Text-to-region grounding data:
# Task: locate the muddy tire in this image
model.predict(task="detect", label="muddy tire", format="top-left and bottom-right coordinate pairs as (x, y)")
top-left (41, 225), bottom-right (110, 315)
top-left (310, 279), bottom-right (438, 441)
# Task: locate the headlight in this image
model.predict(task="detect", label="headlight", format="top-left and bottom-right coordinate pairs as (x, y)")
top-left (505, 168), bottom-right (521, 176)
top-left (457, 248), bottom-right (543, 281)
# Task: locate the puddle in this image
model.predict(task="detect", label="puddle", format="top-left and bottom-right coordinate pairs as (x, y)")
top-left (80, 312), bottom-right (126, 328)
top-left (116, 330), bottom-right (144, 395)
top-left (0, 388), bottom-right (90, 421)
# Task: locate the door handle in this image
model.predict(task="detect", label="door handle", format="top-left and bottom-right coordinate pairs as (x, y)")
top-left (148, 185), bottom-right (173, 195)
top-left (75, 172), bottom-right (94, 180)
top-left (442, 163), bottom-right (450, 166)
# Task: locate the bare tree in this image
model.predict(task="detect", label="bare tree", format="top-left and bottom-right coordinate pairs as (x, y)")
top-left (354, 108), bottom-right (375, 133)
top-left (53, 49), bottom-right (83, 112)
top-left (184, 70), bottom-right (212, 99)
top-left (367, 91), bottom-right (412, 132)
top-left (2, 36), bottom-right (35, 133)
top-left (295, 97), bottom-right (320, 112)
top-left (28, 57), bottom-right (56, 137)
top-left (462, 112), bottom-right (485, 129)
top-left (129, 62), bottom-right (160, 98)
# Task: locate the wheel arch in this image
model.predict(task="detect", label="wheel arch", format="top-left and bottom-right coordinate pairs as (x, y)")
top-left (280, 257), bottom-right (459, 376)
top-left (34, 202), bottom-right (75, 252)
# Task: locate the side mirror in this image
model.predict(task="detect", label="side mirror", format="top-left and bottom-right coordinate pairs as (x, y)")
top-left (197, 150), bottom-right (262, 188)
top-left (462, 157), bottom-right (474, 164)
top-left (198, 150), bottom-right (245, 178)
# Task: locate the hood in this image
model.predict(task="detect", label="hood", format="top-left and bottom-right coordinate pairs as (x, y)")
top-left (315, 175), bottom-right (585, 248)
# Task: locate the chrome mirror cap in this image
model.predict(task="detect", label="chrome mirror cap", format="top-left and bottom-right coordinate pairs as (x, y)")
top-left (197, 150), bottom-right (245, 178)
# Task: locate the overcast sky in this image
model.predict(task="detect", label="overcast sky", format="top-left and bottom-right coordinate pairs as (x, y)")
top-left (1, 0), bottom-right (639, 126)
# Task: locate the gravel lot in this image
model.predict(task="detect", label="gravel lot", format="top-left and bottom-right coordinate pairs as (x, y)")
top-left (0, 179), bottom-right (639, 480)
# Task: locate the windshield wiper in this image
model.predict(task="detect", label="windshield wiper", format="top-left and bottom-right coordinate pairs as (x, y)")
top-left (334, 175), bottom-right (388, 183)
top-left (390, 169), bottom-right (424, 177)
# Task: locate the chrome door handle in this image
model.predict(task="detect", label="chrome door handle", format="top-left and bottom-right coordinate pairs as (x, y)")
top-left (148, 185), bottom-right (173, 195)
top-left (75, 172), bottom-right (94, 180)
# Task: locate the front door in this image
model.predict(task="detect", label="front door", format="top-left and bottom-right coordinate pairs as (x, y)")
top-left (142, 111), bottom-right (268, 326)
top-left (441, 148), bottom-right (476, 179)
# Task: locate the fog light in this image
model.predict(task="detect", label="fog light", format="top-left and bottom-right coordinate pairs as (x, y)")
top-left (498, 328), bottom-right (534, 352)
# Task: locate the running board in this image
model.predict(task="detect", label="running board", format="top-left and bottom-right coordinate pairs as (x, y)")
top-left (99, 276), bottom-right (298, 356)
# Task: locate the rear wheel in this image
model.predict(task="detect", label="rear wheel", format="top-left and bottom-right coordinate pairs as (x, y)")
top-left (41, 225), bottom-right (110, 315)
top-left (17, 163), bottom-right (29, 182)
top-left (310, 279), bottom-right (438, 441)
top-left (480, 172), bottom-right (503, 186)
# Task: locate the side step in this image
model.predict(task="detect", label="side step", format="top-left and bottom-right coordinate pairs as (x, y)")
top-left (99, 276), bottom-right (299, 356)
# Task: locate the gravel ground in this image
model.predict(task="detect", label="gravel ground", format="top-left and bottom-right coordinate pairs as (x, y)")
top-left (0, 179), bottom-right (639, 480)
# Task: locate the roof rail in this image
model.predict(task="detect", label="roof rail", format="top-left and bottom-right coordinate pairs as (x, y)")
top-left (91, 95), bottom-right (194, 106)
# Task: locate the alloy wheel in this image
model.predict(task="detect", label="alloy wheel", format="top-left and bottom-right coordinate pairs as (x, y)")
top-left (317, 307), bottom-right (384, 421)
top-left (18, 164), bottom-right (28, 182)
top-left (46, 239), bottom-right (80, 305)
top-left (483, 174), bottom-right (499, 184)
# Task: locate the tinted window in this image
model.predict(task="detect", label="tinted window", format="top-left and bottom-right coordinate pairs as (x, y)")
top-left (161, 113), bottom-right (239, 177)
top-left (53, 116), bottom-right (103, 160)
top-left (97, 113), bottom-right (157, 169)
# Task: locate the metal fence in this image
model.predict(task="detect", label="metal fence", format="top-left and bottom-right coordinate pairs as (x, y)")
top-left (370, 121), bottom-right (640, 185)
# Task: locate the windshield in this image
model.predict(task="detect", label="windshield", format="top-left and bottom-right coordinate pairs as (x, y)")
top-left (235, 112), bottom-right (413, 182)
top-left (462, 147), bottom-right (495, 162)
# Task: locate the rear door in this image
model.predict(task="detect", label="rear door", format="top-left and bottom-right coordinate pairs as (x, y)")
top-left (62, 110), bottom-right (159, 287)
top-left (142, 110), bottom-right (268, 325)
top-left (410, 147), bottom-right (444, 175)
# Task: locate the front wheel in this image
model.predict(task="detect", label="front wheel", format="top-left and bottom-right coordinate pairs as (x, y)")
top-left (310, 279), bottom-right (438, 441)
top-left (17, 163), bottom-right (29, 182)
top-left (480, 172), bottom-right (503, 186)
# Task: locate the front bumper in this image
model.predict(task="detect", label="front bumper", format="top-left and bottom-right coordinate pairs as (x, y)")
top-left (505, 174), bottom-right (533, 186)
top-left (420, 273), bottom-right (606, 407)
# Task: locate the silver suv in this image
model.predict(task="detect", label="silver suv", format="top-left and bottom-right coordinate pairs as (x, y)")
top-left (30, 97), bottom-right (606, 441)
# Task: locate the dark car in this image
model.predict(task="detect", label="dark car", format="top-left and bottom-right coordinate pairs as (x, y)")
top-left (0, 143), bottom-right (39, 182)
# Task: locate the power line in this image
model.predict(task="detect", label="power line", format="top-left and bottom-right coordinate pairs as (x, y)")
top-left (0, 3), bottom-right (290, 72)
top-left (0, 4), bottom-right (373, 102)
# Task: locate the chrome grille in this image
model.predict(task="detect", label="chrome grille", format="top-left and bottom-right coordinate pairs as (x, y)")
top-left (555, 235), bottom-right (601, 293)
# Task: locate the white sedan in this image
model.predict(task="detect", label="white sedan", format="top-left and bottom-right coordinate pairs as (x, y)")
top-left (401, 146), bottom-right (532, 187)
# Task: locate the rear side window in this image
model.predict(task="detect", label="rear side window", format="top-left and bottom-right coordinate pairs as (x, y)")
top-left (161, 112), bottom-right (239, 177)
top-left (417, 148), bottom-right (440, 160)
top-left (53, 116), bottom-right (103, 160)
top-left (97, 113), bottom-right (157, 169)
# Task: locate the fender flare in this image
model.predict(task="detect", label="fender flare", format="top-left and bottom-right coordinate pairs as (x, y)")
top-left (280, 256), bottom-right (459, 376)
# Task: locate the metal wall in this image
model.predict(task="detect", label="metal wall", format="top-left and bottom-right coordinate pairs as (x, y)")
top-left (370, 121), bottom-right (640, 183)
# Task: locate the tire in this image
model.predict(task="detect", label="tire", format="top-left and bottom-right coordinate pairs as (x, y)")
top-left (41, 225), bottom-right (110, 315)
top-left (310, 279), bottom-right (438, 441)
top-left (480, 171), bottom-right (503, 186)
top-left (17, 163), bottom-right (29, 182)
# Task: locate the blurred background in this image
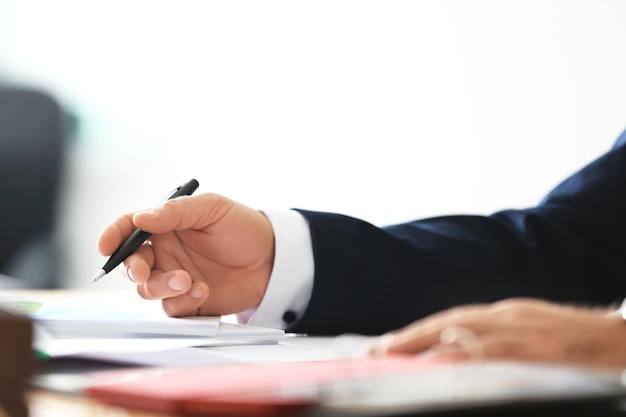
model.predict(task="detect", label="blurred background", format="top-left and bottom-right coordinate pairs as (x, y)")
top-left (0, 0), bottom-right (625, 291)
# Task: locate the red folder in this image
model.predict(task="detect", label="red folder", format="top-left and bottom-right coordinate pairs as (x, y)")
top-left (84, 355), bottom-right (445, 416)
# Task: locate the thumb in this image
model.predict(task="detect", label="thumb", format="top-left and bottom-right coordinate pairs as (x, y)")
top-left (133, 193), bottom-right (232, 234)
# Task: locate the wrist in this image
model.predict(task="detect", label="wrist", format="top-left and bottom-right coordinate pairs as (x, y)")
top-left (253, 210), bottom-right (276, 308)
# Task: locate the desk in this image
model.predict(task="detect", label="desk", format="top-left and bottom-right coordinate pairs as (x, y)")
top-left (28, 390), bottom-right (179, 417)
top-left (3, 290), bottom-right (626, 417)
top-left (2, 289), bottom-right (341, 417)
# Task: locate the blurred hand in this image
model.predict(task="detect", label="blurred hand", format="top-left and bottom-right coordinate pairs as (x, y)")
top-left (96, 193), bottom-right (275, 317)
top-left (371, 298), bottom-right (626, 366)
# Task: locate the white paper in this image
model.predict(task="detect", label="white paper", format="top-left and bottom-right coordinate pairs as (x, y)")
top-left (1, 297), bottom-right (220, 337)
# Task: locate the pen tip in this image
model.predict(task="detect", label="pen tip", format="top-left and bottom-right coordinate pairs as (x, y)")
top-left (91, 270), bottom-right (106, 283)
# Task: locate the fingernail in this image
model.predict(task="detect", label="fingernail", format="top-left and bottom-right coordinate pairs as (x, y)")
top-left (168, 275), bottom-right (183, 291)
top-left (190, 287), bottom-right (203, 299)
top-left (126, 266), bottom-right (136, 283)
top-left (370, 335), bottom-right (395, 356)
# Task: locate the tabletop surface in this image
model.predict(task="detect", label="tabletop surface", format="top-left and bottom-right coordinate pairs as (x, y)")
top-left (3, 289), bottom-right (626, 417)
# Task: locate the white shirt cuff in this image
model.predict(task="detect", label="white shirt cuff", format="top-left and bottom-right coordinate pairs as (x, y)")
top-left (237, 209), bottom-right (314, 329)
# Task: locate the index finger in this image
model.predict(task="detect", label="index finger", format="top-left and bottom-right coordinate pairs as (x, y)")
top-left (374, 305), bottom-right (495, 355)
top-left (96, 213), bottom-right (137, 256)
top-left (379, 300), bottom-right (567, 355)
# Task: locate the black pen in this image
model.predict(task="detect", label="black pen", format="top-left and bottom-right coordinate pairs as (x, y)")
top-left (91, 179), bottom-right (200, 283)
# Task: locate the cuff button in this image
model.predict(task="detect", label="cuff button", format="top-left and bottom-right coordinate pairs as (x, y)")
top-left (282, 310), bottom-right (297, 324)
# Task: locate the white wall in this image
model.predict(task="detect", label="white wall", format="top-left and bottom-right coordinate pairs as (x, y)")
top-left (1, 0), bottom-right (625, 289)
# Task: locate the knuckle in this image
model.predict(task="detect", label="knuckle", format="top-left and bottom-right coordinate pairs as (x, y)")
top-left (492, 298), bottom-right (530, 312)
top-left (447, 304), bottom-right (480, 318)
top-left (490, 298), bottom-right (547, 320)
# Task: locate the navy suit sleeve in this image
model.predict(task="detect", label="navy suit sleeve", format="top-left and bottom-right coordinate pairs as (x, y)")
top-left (288, 130), bottom-right (626, 335)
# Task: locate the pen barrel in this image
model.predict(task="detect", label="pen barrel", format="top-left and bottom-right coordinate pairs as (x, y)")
top-left (177, 179), bottom-right (199, 197)
top-left (102, 229), bottom-right (152, 274)
top-left (95, 179), bottom-right (199, 280)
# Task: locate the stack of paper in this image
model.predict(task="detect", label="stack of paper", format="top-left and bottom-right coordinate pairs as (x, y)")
top-left (2, 299), bottom-right (221, 337)
top-left (0, 296), bottom-right (285, 364)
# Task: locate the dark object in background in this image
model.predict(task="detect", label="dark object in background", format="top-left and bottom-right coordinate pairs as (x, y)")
top-left (0, 308), bottom-right (32, 417)
top-left (0, 85), bottom-right (68, 288)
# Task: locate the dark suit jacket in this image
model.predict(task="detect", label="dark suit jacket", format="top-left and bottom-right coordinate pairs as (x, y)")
top-left (289, 130), bottom-right (626, 335)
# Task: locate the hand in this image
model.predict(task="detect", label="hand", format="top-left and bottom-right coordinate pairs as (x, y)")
top-left (370, 298), bottom-right (626, 366)
top-left (96, 193), bottom-right (275, 317)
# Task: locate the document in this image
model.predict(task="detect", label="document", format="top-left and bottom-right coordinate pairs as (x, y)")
top-left (83, 357), bottom-right (626, 417)
top-left (34, 322), bottom-right (287, 364)
top-left (0, 294), bottom-right (286, 365)
top-left (0, 299), bottom-right (221, 338)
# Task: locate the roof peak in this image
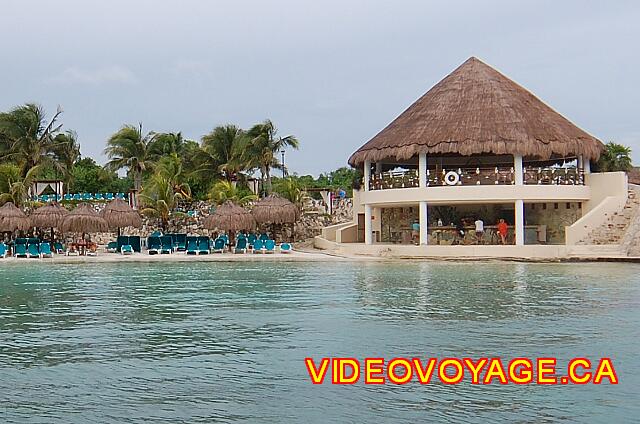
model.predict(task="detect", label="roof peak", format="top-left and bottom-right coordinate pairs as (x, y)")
top-left (348, 59), bottom-right (603, 165)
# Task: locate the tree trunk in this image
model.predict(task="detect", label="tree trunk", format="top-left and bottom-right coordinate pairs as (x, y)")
top-left (134, 168), bottom-right (142, 192)
top-left (265, 168), bottom-right (272, 195)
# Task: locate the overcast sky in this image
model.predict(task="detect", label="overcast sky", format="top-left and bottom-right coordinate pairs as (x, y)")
top-left (1, 0), bottom-right (639, 175)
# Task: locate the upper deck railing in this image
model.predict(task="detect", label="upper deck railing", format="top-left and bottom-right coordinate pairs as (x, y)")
top-left (368, 166), bottom-right (584, 190)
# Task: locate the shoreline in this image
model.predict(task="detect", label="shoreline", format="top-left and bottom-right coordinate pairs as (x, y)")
top-left (2, 247), bottom-right (640, 264)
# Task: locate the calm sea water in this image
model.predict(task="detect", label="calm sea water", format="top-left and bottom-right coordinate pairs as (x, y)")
top-left (0, 261), bottom-right (638, 423)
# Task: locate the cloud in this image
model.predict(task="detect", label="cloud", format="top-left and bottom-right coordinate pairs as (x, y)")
top-left (49, 65), bottom-right (136, 85)
top-left (170, 60), bottom-right (212, 77)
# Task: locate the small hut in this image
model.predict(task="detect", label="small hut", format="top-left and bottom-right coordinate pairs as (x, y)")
top-left (251, 194), bottom-right (299, 240)
top-left (0, 202), bottom-right (32, 234)
top-left (203, 201), bottom-right (256, 239)
top-left (31, 203), bottom-right (68, 241)
top-left (62, 204), bottom-right (108, 235)
top-left (101, 199), bottom-right (142, 235)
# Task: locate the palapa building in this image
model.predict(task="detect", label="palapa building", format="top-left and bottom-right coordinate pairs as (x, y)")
top-left (317, 57), bottom-right (629, 258)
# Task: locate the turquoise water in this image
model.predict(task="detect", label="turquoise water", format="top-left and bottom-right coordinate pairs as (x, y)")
top-left (0, 261), bottom-right (638, 423)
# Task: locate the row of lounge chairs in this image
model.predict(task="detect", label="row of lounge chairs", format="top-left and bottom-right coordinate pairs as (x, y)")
top-left (33, 192), bottom-right (128, 202)
top-left (0, 239), bottom-right (56, 258)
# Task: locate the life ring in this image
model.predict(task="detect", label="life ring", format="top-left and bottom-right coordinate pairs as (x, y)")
top-left (444, 171), bottom-right (460, 186)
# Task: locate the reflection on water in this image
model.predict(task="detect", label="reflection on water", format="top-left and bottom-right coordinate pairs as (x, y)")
top-left (0, 261), bottom-right (639, 422)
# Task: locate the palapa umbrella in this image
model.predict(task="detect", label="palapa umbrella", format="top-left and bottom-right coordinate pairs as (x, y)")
top-left (62, 203), bottom-right (108, 235)
top-left (251, 194), bottom-right (299, 224)
top-left (31, 203), bottom-right (68, 241)
top-left (0, 202), bottom-right (32, 233)
top-left (203, 201), bottom-right (256, 234)
top-left (101, 198), bottom-right (142, 236)
top-left (251, 194), bottom-right (300, 241)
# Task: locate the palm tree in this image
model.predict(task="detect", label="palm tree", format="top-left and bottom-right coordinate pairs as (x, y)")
top-left (52, 130), bottom-right (81, 188)
top-left (0, 103), bottom-right (64, 177)
top-left (597, 142), bottom-right (633, 172)
top-left (246, 120), bottom-right (299, 194)
top-left (149, 132), bottom-right (188, 157)
top-left (273, 177), bottom-right (303, 208)
top-left (0, 165), bottom-right (41, 207)
top-left (198, 124), bottom-right (249, 182)
top-left (139, 174), bottom-right (187, 231)
top-left (208, 180), bottom-right (257, 206)
top-left (104, 123), bottom-right (155, 191)
top-left (139, 155), bottom-right (191, 231)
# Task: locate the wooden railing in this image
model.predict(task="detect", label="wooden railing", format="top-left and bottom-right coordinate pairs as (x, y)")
top-left (368, 166), bottom-right (584, 190)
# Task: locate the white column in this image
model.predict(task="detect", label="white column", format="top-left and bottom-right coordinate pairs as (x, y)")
top-left (364, 160), bottom-right (371, 191)
top-left (514, 154), bottom-right (523, 185)
top-left (375, 162), bottom-right (382, 174)
top-left (419, 201), bottom-right (428, 245)
top-left (419, 153), bottom-right (427, 188)
top-left (584, 158), bottom-right (591, 174)
top-left (515, 199), bottom-right (524, 246)
top-left (364, 204), bottom-right (373, 245)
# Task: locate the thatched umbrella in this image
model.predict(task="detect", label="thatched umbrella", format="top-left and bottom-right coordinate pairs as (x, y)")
top-left (203, 201), bottom-right (256, 235)
top-left (101, 198), bottom-right (142, 236)
top-left (0, 202), bottom-right (32, 233)
top-left (251, 194), bottom-right (300, 241)
top-left (31, 203), bottom-right (68, 241)
top-left (251, 194), bottom-right (299, 224)
top-left (62, 204), bottom-right (108, 235)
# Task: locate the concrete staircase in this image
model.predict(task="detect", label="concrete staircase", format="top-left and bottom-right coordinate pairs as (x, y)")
top-left (577, 187), bottom-right (640, 246)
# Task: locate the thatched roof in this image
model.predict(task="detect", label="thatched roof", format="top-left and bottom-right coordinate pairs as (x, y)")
top-left (349, 57), bottom-right (604, 166)
top-left (203, 201), bottom-right (256, 231)
top-left (31, 203), bottom-right (68, 228)
top-left (251, 194), bottom-right (299, 224)
top-left (101, 199), bottom-right (142, 229)
top-left (0, 202), bottom-right (32, 232)
top-left (61, 204), bottom-right (108, 233)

### Task objective:
Send back the lines of the records word for word, from the very first through the line containing "# Task: locate the wheel arch in this image".

### Exercise response:
# Task: locate the muddy tire in this image
model.predict(task="detect", label="muddy tire", format="top-left and bottom-right coordinate pairs as (x, y)")
top-left (41, 225), bottom-right (110, 315)
top-left (310, 279), bottom-right (438, 441)
# Task: locate the headlight in this image
model.predict(task="detect", label="headlight", format="top-left and bottom-right coordinate pairs as (x, y)")
top-left (505, 168), bottom-right (521, 176)
top-left (457, 248), bottom-right (543, 281)
# Task: locate the puddle in this image
model.predict(task="detect", label="puddle", format="top-left and bottom-right coordinate pairs as (x, y)")
top-left (80, 312), bottom-right (126, 328)
top-left (116, 330), bottom-right (144, 395)
top-left (0, 388), bottom-right (90, 421)
# Task: locate the door handle in this image
model.predict(task="detect", label="door handle", format="top-left and bottom-right coordinate pairs as (x, y)")
top-left (148, 185), bottom-right (173, 195)
top-left (75, 172), bottom-right (94, 180)
top-left (442, 163), bottom-right (450, 166)
# Task: locate the bare tree in this image
model.predict(task="detect", label="bare tree", format="top-left and bottom-right coordinate pairs as (x, y)")
top-left (354, 108), bottom-right (375, 133)
top-left (53, 49), bottom-right (83, 112)
top-left (184, 70), bottom-right (212, 99)
top-left (367, 91), bottom-right (412, 132)
top-left (2, 36), bottom-right (35, 133)
top-left (295, 97), bottom-right (320, 112)
top-left (28, 57), bottom-right (56, 137)
top-left (462, 112), bottom-right (485, 129)
top-left (129, 62), bottom-right (160, 98)
# Task: locate the wheel arch in this image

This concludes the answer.